start Data entries
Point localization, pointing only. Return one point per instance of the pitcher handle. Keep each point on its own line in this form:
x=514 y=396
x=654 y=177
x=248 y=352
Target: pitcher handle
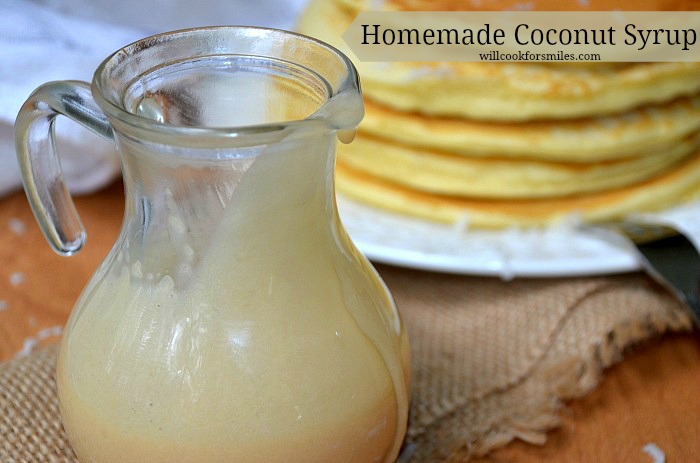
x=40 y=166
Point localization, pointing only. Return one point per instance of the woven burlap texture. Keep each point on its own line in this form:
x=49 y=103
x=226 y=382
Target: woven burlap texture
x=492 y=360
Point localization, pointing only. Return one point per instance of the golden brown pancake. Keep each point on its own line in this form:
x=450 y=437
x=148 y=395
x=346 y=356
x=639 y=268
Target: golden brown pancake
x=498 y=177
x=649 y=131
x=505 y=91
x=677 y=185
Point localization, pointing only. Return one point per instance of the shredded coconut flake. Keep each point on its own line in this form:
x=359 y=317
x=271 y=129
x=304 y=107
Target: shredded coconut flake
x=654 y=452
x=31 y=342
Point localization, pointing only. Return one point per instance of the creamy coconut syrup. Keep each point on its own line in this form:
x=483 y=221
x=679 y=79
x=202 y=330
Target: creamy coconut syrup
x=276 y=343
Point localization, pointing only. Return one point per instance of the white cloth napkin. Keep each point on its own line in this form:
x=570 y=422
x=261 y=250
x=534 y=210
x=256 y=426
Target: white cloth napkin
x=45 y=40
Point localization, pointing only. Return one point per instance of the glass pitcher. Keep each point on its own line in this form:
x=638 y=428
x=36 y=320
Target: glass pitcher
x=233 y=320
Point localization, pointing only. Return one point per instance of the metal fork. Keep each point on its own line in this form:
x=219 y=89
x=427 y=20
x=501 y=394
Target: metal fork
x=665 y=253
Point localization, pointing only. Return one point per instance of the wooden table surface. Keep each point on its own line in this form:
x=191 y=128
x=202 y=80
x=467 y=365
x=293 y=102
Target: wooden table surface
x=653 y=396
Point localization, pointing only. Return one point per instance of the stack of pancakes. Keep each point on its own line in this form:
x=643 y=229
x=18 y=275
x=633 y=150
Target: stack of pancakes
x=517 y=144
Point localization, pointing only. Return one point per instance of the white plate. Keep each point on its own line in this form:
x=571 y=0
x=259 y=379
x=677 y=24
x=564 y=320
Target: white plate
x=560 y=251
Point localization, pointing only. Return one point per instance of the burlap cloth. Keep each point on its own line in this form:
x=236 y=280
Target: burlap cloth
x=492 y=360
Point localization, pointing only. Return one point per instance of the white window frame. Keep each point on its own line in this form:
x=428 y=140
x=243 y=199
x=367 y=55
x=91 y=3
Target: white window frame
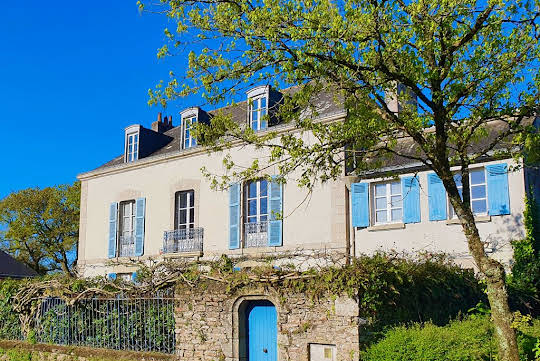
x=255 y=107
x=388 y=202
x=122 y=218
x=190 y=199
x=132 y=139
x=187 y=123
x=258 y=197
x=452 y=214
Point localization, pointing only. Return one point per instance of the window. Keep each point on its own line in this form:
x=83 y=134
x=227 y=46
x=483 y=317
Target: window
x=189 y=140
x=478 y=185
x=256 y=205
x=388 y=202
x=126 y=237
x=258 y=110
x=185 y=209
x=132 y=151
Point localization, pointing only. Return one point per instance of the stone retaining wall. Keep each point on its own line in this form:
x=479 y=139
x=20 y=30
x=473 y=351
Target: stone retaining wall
end Data entries
start Data entries
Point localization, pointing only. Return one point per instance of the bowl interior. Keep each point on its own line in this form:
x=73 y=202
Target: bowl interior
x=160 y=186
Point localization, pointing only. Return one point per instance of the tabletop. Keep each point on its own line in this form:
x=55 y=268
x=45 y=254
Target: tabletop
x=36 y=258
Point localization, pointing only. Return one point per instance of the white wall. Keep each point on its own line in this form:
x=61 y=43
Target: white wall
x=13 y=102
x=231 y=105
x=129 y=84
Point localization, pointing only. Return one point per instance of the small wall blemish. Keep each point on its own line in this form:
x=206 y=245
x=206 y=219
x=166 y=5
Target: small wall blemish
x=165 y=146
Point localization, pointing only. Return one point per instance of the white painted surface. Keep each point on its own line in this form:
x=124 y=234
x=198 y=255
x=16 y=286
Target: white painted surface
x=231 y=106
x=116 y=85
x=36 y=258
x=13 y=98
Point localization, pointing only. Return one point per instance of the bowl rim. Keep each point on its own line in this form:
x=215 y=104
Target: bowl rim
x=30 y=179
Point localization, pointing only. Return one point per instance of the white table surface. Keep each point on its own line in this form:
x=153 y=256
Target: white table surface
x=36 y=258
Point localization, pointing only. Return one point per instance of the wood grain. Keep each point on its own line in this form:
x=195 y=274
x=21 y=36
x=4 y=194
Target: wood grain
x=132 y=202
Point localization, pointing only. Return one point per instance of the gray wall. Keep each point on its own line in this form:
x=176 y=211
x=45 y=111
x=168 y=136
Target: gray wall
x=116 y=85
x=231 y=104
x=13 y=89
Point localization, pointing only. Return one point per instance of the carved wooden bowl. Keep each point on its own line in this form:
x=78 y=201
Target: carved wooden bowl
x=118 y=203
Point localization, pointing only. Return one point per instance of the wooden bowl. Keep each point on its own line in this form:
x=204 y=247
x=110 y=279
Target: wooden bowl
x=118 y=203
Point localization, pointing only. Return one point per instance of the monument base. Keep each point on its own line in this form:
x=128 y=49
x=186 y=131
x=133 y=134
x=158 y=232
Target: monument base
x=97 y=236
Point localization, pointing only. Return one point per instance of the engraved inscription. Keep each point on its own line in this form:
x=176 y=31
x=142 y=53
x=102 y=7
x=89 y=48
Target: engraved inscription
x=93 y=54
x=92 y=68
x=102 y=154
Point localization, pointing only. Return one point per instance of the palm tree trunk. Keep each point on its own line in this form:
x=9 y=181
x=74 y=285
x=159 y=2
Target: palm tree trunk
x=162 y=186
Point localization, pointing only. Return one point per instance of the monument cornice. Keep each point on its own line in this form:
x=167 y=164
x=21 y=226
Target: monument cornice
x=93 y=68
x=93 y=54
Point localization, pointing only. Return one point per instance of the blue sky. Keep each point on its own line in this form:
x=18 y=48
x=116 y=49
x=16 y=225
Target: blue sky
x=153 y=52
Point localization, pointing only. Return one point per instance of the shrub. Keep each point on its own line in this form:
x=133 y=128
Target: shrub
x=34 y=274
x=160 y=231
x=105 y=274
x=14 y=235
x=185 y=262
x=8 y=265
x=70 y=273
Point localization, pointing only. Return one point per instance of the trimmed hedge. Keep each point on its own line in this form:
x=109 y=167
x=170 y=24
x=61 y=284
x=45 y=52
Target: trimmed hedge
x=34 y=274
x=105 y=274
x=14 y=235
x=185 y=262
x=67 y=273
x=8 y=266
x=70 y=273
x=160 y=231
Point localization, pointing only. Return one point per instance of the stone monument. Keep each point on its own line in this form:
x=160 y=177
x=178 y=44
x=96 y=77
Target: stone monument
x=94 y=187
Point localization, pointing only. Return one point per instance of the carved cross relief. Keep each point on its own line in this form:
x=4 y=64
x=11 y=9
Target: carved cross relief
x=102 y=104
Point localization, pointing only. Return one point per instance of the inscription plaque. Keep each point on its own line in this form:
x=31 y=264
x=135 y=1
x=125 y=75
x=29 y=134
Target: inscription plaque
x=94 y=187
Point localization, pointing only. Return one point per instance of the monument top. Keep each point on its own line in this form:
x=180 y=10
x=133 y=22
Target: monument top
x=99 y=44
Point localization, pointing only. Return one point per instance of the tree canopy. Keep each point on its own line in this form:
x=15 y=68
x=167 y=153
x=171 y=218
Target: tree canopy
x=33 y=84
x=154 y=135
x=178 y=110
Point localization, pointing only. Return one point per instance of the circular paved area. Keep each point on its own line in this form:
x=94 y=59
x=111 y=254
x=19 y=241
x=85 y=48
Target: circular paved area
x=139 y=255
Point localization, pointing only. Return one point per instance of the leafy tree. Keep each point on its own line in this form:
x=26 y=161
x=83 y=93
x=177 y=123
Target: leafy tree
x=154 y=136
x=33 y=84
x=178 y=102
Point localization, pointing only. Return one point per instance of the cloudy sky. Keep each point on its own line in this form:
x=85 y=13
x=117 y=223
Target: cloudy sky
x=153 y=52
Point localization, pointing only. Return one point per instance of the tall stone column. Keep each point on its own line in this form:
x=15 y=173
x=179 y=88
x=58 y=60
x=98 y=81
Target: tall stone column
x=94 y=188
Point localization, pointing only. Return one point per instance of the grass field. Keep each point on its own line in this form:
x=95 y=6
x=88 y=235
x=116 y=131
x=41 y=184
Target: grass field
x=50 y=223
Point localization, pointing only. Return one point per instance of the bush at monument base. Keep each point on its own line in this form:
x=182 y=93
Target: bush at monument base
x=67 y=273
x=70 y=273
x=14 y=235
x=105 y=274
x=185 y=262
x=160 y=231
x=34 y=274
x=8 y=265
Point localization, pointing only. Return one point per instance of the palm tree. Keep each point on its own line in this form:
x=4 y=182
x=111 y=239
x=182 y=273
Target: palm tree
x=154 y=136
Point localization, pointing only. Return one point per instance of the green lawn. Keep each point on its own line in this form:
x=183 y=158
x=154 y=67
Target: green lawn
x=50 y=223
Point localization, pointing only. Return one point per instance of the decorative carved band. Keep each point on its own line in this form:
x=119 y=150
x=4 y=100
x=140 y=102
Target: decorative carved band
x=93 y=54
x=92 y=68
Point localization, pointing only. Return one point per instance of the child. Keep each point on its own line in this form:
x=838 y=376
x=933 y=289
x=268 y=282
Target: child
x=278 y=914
end Data entries
**Given request**
Recast the data from the line with "the stone retaining" to the line with "Target: stone retaining wall", both included, as a Markdown table with a Row column for the row number and a Line column for the line's text. Leave out blank lines.

**Task answer**
| Row | Line |
|---|---|
| 1 | Point localization, pointing only. Return one point per instance of the stone retaining wall. Keep each point on its own line in this form: |
| 2 | x=479 y=139 |
| 3 | x=20 y=30 |
| 4 | x=473 y=351 |
| 5 | Target: stone retaining wall |